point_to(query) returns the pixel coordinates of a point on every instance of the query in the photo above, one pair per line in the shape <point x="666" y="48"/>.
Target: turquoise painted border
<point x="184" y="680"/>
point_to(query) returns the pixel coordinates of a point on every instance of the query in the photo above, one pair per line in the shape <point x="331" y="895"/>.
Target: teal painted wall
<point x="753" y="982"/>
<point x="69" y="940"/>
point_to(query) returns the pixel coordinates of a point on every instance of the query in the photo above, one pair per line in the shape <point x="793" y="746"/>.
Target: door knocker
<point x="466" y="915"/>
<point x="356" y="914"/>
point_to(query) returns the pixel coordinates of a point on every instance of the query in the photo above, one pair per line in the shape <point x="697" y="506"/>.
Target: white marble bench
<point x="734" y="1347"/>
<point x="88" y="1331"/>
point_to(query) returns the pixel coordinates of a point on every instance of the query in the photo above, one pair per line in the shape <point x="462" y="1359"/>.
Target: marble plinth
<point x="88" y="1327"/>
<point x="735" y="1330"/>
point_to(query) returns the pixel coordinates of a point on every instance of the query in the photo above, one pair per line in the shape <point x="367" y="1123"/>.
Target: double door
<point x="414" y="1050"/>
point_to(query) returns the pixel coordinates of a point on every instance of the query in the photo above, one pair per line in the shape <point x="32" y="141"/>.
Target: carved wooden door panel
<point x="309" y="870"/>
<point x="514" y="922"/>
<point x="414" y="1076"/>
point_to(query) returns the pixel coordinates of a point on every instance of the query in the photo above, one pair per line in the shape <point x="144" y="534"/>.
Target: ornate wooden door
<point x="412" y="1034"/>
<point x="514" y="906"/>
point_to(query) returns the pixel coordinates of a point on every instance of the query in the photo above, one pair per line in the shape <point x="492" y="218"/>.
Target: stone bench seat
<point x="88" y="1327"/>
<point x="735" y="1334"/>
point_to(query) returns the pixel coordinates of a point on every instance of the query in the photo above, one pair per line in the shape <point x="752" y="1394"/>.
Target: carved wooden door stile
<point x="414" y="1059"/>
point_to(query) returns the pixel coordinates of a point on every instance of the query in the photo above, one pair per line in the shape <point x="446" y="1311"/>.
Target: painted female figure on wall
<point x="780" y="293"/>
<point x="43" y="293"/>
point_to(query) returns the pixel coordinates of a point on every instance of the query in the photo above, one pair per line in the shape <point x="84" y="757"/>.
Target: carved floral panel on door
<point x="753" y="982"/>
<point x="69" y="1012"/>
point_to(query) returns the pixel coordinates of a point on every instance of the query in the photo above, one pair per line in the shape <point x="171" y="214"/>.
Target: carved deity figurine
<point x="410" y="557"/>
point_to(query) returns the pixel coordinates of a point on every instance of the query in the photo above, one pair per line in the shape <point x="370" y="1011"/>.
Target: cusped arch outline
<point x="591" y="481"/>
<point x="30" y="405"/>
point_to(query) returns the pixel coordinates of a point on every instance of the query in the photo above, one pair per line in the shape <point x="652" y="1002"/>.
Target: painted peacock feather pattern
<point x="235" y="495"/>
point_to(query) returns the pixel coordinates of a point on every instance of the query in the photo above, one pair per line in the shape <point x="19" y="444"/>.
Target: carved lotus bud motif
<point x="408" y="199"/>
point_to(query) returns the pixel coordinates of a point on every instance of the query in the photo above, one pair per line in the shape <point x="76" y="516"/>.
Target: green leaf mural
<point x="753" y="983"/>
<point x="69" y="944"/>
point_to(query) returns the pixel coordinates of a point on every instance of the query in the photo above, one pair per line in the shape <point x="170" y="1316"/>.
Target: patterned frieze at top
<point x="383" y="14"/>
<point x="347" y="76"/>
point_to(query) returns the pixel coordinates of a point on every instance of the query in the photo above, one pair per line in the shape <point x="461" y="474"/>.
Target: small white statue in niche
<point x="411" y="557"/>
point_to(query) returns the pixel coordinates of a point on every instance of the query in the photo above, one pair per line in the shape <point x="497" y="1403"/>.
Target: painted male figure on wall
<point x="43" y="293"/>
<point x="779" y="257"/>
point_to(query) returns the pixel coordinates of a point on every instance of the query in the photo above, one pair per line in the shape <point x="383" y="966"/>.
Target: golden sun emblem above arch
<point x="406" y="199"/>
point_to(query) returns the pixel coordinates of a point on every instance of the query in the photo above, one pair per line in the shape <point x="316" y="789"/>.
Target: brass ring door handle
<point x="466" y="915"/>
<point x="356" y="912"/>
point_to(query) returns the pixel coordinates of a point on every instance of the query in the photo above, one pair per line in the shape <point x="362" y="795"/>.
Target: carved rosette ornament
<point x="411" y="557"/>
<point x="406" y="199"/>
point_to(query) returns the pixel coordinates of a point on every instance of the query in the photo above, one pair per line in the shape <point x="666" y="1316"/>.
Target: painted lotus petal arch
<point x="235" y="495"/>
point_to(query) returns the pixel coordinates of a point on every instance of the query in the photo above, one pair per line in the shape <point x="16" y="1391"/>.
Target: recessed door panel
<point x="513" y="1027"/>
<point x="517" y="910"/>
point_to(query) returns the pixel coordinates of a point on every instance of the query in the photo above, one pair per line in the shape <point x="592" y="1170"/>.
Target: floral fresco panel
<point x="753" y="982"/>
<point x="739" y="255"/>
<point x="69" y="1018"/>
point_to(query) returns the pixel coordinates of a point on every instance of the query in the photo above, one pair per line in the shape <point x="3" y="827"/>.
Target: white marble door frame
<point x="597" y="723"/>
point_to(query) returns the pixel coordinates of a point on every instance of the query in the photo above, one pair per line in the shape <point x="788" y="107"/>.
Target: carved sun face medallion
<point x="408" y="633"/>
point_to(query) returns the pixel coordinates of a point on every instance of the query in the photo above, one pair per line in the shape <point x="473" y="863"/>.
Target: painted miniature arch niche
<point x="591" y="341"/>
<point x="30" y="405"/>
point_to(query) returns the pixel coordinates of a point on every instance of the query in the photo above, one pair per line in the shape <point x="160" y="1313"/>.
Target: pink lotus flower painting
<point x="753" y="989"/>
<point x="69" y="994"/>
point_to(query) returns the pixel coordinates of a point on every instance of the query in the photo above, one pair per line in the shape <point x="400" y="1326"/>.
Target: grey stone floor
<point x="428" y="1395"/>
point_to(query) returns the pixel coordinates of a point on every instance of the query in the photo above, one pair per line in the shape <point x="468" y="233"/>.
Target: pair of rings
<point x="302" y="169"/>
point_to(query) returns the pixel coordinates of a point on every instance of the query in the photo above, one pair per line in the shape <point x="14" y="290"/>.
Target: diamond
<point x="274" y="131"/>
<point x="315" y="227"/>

───

§ **Task brief**: Please reproduce each record precisely as written.

§ **Full solution**:
point_to(query) returns the pixel coordinates of a point on every instance of the query in the photo above, one pair per line in the shape <point x="666" y="48"/>.
Target: turquoise painted border
<point x="184" y="680"/>
point_to(query) returns the pixel coordinates of a point on every instance of the query in the photo above, one pair per line in the shape <point x="331" y="895"/>.
Target: teal painted wall
<point x="753" y="982"/>
<point x="69" y="940"/>
point_to(query) returns the pixel coordinates of a point on every instance of the query in the photo above, one pair per line in the shape <point x="793" y="746"/>.
Target: door knocker
<point x="466" y="915"/>
<point x="356" y="914"/>
point_to(query) returns the pixel coordinates of a point on every instance of the query in the photo above, one pair per line in the shape <point x="697" y="506"/>.
Target: white marble bench
<point x="734" y="1347"/>
<point x="88" y="1331"/>
point_to(query) returns the pixel coordinates of a point on every instance of the query in the photo above, one pair per line in the shape <point x="462" y="1359"/>.
Target: marble plinth
<point x="88" y="1327"/>
<point x="735" y="1330"/>
point_to(query) returns the pixel coordinates of a point on every instance of the query in the photo above, one pair per line in the shape <point x="367" y="1123"/>.
Target: double door
<point x="414" y="1050"/>
point_to(query) returns the pixel coordinates of a point on every instance of the query in the photo above, one pair per line in the shape <point x="32" y="141"/>.
Target: carved wooden door panel
<point x="309" y="870"/>
<point x="514" y="922"/>
<point x="414" y="1076"/>
point_to(query) returns the pixel coordinates of a point on every instance of the query in the photo above, one pair per line in the shape <point x="144" y="534"/>.
Target: ornate wooden door
<point x="412" y="1034"/>
<point x="514" y="906"/>
point_to(query) returns the pixel coordinates of a point on every instance of the query in the photo above, one pair per line in the shape <point x="492" y="218"/>.
Target: stone bench seat
<point x="88" y="1327"/>
<point x="735" y="1334"/>
point_to(query) returns the pixel coordinates of a point on every instance of the query in the photo above, one pair per line in the shape <point x="752" y="1394"/>.
Target: carved wooden door stile
<point x="414" y="1059"/>
point_to(query) returns the pixel coordinates of a point on every instance of the query in the photo above, one pair per line in the shape <point x="446" y="1311"/>.
Target: painted female figure on wall
<point x="780" y="293"/>
<point x="43" y="293"/>
point_to(query) returns the pixel coordinates of a point on every instance of the query in the photo above, one pair per line in the shape <point x="84" y="757"/>.
Target: carved floral panel on door
<point x="753" y="982"/>
<point x="69" y="1012"/>
point_to(query) returns the pixel coordinates of a point on every instance of the query in the photo above, one pair per line in the shape <point x="171" y="214"/>.
Target: carved deity figurine
<point x="410" y="557"/>
point_to(query) returns the pixel coordinates of a point on every instance of the query in the photo above, one pair per line in the shape <point x="370" y="1011"/>.
Target: cusped arch outline
<point x="591" y="481"/>
<point x="30" y="405"/>
point_to(query) returns the pixel coordinates of a point on every instance of the query in the photo above, one pair per line in the shape <point x="652" y="1002"/>.
Target: painted peacock feather pattern
<point x="235" y="495"/>
point_to(query) returns the pixel coordinates of a point on every instance of the query in the photo above, one pair per line in the shape <point x="19" y="444"/>.
Target: carved lotus bud motif
<point x="408" y="199"/>
point_to(query) returns the pixel coordinates of a point on every instance of the query in the photo above, one pair per line in the shape <point x="76" y="516"/>.
Target: green leaf mural
<point x="753" y="983"/>
<point x="69" y="944"/>
point_to(query) returns the pixel coordinates of a point on every instance of the query in the photo above, one pair per line in the shape <point x="170" y="1316"/>.
Target: patterned frieze at top
<point x="383" y="14"/>
<point x="347" y="76"/>
point_to(query) returns the pixel coordinates of a point on every instance of the query in the photo above, one pair per line in the shape <point x="461" y="474"/>.
Target: small white statue in niche
<point x="411" y="557"/>
point_to(query) returns the pixel coordinates of a point on every instance of the query in the photo above, one pair per line in the shape <point x="497" y="1403"/>.
Target: painted male figure on wall
<point x="43" y="293"/>
<point x="779" y="257"/>
point_to(query) returns the pixel coordinates of a point on every instance of the query in the photo above, one pair per line in the shape <point x="383" y="966"/>.
Target: golden sun emblem above arch
<point x="406" y="199"/>
point_to(query) returns the pixel coordinates of a point on every instance of the query in the photo above, one pair per line in the shape <point x="316" y="789"/>.
Target: brass ring door handle
<point x="466" y="915"/>
<point x="356" y="912"/>
point_to(query) returns the pixel coordinates of a point on every instance of the query in the photo above, one pair per line in the shape <point x="362" y="795"/>.
Target: carved rosette ornament
<point x="411" y="557"/>
<point x="406" y="199"/>
point_to(query) returns the pixel coordinates of a point on every instance of the query in the photo above, one pair per line in the shape <point x="666" y="1316"/>.
Target: painted lotus petal arch
<point x="235" y="495"/>
point_to(query) returns the pixel coordinates of a point on every instance of the query in the photo above, one pair per line in the shape <point x="16" y="1391"/>.
Target: recessed door panel
<point x="513" y="1027"/>
<point x="517" y="910"/>
point_to(query) returns the pixel coordinates of a point on every instance of the query in the photo above, one pair per line in the shape <point x="592" y="1170"/>.
Target: floral fresco panel
<point x="753" y="982"/>
<point x="739" y="255"/>
<point x="69" y="1018"/>
point_to(query) returns the pixel coordinates of a point on every instance of the query in the photo above, one pair per line in the shape <point x="3" y="827"/>.
Target: white marble door frame
<point x="597" y="723"/>
point_to(query) returns the pixel coordinates of a point on every instance of the query in the photo above, one pair per line in the shape <point x="788" y="107"/>.
Target: carved sun face medallion
<point x="408" y="633"/>
point_to(query) returns the pixel coordinates of a point on every instance of the query in the photo above, one pair per line in the shape <point x="473" y="863"/>.
Target: painted miniature arch niche
<point x="591" y="341"/>
<point x="30" y="405"/>
point_to(query) returns the pixel coordinates of a point on every instance of the query in the photo above, one pair per line in the shape <point x="160" y="1313"/>.
Target: pink lotus flower painting
<point x="753" y="989"/>
<point x="69" y="994"/>
point_to(query) returns the pixel coordinates of a point on every instance of the query in the photo above, one pair per line in the shape <point x="400" y="1326"/>.
Target: grey stone floor
<point x="428" y="1395"/>
point_to(query) returns the pixel coordinates of a point on every instance of the query in the photo above, one pair per line in the shape <point x="468" y="233"/>.
Target: pair of rings
<point x="302" y="169"/>
point_to(query) returns the pixel coordinates of a point on every instance of the query in the photo above, one pair per line in the shape <point x="14" y="290"/>.
Target: diamond
<point x="274" y="131"/>
<point x="315" y="227"/>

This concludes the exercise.